Using the information:
a: List every person named in the film notes.
b: Return the stretch of the film notes from "Primate is a" through "chef kiss perfect.", copied word for word.
*** Opening Extract provided ***
It’s been a while.
Loved One Battle After the Other. Totally agree w/ Penn’s nomination for “Best Portrayal of a Throbbing Neck Vein”. I was more pleased than most, apparently, w/ Edgar Wright’s Running Man remake. Between the two of them, that’s not a bad sampling of anti-fascist filmmaking. Add in Sisu 2: Road to Revnge’s gleeful slaughter of Stalinist post war Russian baddies and there was some almost hopeful sentiment in the multiplex.
Primate is a straightforward monkey slasher, and that title is everything you need to know. Chimp at home. Rabies. Hilarity ensues. Of special note is that the ape is, largely, practical. A guy in a chimp suit. Incredibly effective. It is the equivalent of a plain ol’ grocery store steak that you cooked at home your usual way and it just came out chef kiss perfect.
28 Days Later: The Bone Temple is quite interesting. Flawed, certainly, but adding more complexity to what is an already belabored ‘zombie/infected’ metaphor. I will say this much: the scene of Ralph Fiennes fire staff spinning to Iron Maiden’s “Number of the Beast” is worth the price of admission alone. If that doesn’t make you want to see it, then it’s probably not for you.
Lady Snowblood, a Japanese 1973 sword-fighting revenge flick, famously one of Tarantino’s chief inspirations for Kill Bill, is just relentlessly cool, with all that 70’s style and a jazzy soundtrack to boot.
Time of Roses- a 1969 Finnish film that is the county’s first sci-fi film, filled with Edie Sedgwick-like models and transparent inflatable furniture. An interesting curio and very “of its time”, but with a lot of profound intellectual discussion that probably sounded better if you were a stoned Scandinavian.
*** Closing Extract provided ***
*** Opening Record extracts ***
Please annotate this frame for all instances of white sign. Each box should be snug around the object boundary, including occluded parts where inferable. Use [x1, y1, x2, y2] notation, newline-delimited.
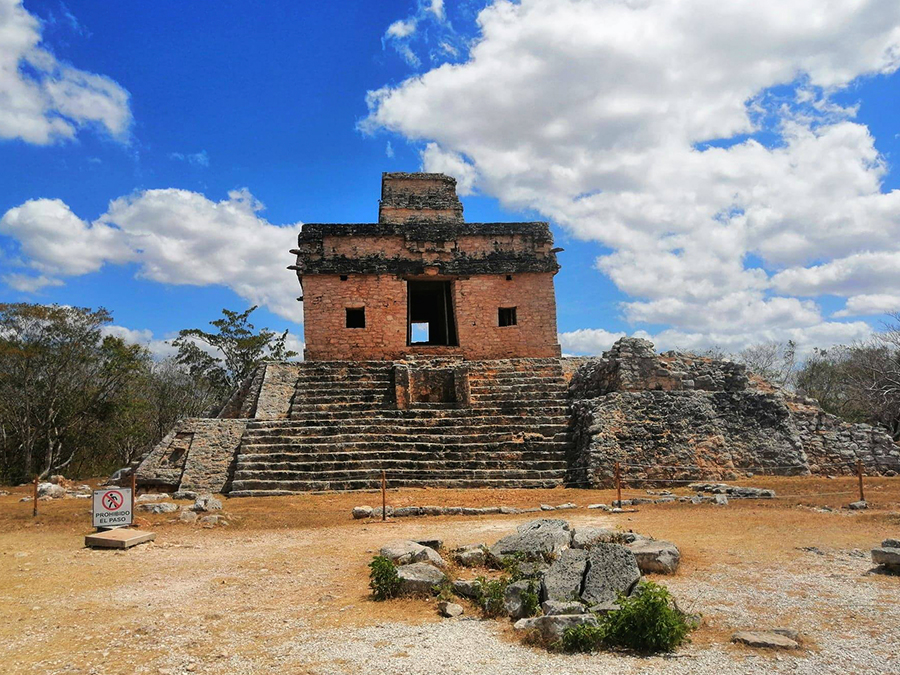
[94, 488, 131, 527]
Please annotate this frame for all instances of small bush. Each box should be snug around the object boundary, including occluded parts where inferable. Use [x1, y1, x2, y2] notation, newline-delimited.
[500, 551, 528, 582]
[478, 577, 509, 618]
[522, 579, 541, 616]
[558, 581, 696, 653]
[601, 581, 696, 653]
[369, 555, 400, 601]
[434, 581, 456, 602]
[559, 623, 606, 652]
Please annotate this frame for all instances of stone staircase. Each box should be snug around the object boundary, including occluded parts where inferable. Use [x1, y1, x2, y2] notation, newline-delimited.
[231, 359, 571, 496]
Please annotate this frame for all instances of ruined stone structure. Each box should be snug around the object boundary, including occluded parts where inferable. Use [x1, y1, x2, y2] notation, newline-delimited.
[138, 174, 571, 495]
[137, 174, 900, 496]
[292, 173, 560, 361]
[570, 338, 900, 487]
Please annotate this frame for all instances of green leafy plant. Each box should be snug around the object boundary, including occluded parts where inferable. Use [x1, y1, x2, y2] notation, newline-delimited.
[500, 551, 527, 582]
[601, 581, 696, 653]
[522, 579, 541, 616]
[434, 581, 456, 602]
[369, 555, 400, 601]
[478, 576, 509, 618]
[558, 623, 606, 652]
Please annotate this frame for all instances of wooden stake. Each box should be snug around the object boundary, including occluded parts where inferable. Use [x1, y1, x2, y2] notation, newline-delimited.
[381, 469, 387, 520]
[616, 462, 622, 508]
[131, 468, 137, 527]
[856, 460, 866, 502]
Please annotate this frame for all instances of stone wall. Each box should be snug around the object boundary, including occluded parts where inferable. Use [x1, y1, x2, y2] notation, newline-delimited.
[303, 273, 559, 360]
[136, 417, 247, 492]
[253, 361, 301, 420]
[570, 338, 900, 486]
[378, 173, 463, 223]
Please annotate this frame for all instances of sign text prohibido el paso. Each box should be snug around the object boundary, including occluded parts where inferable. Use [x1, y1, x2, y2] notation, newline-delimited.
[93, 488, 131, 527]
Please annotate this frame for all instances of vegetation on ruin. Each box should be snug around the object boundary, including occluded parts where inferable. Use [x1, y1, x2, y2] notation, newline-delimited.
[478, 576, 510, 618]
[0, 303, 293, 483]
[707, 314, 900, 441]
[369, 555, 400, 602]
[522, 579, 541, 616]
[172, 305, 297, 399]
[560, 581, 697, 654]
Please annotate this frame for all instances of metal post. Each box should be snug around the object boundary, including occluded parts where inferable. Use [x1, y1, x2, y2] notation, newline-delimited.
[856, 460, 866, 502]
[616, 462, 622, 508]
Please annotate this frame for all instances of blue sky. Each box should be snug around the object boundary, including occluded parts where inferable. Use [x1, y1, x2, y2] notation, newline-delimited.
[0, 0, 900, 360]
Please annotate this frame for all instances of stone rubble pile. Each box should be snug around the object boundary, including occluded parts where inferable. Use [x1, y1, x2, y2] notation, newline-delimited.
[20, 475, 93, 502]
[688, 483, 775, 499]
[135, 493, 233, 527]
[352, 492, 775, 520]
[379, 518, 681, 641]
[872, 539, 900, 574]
*** Closing Record extracts ***
Solutions in order:
a:
Penn
Edgar Wright
Ralph Fiennes
Tarantino
Edie Sedgwick

b:
Primate is a straightforward monkey slasher, and that title is everything you need to know. Chimp at home. Rabies. Hilarity ensues. Of special note is that the ape is, largely, practical. A guy in a chimp suit. Incredibly effective. It is the equivalent of a plain ol’ grocery store steak that you cooked at home your usual way and it just came out chef kiss perfect.